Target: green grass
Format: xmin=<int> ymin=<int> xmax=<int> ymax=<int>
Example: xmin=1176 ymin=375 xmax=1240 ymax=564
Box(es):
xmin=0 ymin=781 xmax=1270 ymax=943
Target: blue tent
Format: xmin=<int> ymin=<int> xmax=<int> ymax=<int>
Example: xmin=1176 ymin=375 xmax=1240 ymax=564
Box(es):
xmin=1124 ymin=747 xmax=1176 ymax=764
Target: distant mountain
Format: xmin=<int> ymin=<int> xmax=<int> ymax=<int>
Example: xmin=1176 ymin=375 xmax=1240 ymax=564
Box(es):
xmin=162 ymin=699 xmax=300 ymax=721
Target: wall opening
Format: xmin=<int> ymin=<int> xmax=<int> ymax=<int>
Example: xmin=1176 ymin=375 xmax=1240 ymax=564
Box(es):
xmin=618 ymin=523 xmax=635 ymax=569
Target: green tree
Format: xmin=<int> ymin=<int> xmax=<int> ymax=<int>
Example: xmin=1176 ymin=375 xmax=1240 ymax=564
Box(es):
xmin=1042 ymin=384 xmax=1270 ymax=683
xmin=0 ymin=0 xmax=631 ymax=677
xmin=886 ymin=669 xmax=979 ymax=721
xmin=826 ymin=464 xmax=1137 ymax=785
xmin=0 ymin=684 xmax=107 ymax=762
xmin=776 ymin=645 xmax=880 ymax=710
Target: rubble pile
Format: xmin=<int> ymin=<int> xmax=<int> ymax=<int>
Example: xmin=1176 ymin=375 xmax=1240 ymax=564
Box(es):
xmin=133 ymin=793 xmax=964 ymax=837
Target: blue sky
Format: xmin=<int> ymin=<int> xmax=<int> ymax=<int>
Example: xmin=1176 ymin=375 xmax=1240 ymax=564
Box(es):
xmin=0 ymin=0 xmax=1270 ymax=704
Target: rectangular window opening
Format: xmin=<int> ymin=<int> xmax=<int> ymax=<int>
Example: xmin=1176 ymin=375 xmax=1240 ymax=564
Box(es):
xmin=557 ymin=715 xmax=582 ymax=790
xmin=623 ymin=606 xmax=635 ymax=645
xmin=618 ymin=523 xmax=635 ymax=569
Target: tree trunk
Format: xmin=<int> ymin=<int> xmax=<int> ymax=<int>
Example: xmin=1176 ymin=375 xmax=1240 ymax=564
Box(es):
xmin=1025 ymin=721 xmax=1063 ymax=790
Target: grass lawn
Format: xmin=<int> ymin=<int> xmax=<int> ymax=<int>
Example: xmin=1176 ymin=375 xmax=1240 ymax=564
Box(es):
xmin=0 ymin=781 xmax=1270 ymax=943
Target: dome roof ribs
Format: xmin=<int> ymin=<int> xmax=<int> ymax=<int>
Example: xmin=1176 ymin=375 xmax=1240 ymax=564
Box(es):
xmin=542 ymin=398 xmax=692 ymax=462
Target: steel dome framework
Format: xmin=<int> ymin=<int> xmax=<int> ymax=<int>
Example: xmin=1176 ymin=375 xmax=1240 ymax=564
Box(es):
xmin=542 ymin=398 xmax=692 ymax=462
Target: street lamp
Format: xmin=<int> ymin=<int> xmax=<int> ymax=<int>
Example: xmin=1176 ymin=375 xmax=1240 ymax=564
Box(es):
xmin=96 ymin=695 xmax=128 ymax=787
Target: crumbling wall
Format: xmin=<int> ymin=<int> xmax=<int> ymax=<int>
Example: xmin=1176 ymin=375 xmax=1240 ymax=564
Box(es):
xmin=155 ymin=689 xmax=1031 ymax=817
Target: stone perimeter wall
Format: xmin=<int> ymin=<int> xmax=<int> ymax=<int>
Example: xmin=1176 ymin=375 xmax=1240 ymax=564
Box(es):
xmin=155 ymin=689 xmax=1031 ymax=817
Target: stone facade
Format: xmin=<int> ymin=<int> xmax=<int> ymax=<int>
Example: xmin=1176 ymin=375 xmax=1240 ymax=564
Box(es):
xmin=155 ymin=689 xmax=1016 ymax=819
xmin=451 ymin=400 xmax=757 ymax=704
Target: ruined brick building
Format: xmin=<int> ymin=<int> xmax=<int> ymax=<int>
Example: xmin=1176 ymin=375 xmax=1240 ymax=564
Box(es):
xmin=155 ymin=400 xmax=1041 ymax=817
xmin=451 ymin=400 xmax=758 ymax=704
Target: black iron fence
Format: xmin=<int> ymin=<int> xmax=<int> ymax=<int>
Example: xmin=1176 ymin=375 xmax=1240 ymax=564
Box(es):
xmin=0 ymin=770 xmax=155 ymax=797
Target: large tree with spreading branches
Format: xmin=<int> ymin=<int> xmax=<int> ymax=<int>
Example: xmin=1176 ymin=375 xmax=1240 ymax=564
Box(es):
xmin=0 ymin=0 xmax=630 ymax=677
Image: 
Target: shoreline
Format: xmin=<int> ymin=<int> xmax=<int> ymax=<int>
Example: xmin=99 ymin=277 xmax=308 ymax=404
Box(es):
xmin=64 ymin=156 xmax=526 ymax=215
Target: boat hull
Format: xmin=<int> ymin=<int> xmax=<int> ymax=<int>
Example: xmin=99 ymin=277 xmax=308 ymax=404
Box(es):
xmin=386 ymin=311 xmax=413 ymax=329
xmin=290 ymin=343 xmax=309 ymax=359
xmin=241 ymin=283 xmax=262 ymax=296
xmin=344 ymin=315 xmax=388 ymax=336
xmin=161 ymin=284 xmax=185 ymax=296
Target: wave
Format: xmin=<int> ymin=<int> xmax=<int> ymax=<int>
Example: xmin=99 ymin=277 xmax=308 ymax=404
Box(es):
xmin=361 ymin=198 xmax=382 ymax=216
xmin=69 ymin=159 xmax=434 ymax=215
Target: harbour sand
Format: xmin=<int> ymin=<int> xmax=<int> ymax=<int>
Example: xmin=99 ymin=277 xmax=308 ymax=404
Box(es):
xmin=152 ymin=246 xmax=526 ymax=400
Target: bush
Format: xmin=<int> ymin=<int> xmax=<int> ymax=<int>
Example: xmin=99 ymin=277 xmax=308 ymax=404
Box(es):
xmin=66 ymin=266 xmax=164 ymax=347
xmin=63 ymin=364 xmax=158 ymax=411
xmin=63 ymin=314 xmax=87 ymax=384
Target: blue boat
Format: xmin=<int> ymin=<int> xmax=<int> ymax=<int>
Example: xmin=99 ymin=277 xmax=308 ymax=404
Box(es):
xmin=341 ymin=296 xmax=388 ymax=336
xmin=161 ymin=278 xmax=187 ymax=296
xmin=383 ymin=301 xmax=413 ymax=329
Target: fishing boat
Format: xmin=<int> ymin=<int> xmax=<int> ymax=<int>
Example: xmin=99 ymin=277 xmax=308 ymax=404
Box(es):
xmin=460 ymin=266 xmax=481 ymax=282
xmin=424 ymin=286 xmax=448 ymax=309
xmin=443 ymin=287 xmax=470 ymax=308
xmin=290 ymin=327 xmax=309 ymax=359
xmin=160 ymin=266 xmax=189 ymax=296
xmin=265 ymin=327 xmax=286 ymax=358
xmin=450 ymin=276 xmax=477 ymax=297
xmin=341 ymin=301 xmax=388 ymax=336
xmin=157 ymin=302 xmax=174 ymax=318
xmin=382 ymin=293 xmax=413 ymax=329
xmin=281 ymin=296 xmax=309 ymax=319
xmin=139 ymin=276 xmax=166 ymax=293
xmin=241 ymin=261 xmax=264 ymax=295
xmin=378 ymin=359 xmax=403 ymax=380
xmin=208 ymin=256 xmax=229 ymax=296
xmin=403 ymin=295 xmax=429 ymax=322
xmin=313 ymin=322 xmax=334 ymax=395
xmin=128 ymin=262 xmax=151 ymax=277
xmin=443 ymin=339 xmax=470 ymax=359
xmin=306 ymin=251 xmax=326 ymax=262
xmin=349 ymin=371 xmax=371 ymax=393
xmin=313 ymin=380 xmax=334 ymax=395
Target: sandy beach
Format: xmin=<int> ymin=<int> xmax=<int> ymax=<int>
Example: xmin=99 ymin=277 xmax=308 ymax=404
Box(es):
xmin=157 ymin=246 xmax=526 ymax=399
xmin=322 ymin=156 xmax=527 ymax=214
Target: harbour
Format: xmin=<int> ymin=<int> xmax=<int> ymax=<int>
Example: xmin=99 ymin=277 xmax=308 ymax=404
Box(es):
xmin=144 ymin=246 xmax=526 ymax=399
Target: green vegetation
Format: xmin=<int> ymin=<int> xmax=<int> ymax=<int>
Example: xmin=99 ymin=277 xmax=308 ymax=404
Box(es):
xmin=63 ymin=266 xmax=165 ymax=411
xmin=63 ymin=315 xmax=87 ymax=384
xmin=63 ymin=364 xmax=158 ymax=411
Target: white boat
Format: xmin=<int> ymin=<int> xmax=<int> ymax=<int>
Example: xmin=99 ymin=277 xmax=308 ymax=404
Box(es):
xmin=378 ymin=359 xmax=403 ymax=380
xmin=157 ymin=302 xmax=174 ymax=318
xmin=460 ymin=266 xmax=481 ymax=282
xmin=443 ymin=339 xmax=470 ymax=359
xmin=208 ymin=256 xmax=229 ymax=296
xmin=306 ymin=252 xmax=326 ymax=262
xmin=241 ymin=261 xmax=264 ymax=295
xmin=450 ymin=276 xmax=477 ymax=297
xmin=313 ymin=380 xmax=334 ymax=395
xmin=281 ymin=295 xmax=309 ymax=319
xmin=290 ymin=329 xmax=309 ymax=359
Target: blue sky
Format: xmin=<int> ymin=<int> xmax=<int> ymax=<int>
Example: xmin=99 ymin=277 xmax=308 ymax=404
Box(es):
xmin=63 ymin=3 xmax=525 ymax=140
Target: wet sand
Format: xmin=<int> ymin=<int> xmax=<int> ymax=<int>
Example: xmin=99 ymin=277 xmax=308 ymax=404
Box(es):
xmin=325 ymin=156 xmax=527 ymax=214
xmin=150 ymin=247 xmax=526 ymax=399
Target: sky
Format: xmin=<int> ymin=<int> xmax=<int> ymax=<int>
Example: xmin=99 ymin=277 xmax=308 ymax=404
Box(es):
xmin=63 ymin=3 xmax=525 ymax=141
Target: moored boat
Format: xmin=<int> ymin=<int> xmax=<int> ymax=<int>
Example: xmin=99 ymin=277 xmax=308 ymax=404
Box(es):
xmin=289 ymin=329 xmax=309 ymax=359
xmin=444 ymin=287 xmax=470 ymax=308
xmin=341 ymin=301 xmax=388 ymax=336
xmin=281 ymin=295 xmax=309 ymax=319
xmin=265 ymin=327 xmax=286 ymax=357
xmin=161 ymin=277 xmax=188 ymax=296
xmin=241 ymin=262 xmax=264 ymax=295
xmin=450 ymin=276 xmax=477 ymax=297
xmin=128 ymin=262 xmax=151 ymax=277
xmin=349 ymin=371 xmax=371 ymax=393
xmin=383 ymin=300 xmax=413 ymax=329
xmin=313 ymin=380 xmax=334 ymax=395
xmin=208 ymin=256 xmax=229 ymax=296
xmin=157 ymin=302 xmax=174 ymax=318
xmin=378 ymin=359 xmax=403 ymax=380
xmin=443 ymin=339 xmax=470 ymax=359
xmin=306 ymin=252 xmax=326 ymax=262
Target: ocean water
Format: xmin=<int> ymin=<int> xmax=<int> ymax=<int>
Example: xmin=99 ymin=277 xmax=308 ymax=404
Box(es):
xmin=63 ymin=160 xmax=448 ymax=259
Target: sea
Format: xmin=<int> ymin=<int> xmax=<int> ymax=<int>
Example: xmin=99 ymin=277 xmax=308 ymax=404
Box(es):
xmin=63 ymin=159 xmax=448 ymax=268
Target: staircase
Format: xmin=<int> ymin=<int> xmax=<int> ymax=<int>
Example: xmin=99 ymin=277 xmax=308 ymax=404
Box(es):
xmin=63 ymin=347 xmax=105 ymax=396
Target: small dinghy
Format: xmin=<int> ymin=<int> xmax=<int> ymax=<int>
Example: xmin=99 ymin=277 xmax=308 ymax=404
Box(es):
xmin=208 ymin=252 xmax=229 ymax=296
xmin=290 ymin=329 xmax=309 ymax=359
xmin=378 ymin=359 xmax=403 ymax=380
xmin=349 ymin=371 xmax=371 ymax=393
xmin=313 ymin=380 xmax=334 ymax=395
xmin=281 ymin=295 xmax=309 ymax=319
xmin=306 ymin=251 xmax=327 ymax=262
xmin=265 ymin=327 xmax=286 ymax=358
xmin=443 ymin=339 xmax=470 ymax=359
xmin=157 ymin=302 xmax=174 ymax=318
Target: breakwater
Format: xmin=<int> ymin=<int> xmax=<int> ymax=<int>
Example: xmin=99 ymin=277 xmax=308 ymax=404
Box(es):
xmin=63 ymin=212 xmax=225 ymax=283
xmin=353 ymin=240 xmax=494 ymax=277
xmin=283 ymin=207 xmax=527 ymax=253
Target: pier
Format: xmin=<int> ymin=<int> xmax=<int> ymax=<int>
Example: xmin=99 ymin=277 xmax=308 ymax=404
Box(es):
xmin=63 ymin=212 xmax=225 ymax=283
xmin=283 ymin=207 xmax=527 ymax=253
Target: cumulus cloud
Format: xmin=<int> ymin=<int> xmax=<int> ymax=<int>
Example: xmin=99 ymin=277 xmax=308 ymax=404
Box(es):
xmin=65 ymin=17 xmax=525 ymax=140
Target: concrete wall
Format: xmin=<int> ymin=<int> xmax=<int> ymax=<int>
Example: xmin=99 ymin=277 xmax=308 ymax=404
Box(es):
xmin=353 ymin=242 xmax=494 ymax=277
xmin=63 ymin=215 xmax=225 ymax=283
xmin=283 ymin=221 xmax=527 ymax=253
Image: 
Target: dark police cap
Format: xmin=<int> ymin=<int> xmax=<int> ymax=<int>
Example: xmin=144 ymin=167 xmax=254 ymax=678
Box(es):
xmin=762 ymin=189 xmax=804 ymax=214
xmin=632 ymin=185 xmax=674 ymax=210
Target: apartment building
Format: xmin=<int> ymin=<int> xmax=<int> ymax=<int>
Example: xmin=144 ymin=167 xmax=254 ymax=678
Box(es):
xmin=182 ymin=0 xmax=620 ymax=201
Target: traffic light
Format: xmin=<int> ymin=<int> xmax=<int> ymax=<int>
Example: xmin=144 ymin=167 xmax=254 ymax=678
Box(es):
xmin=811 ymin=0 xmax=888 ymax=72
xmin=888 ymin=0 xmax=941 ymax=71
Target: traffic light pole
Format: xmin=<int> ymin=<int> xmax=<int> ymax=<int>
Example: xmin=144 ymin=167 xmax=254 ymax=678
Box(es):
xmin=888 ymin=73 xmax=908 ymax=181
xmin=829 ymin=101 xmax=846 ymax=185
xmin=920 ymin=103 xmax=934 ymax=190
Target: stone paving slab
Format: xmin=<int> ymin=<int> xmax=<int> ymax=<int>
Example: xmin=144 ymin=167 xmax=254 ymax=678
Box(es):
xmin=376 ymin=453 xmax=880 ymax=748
---------------
- _DO THIS_: Rewrite every line starting at the one containing "Target: stone perimeter wall" and ending at the one containing "xmin=451 ymin=400 xmax=757 ymax=704", with both ends included. Keep each request line unchanged, but multiply every bounding box coordinate in the answers by 0.95 and round to whole numbers, with halves rounded up.

- _SOLUTION TO THIS EXERCISE_:
Target: stone perimeter wall
Format: xmin=<int> ymin=<int> xmax=<int> ymax=<int>
Example: xmin=1176 ymin=375 xmax=1240 ymax=564
Box(es):
xmin=147 ymin=655 xmax=979 ymax=776
Target: stone facade
Format: xmin=<int> ymin=<int> xmax=<int> ymax=<int>
Example: xmin=1176 ymin=375 xmax=1240 ymax=564
Box(es):
xmin=147 ymin=655 xmax=965 ymax=778
xmin=428 ymin=380 xmax=719 ymax=669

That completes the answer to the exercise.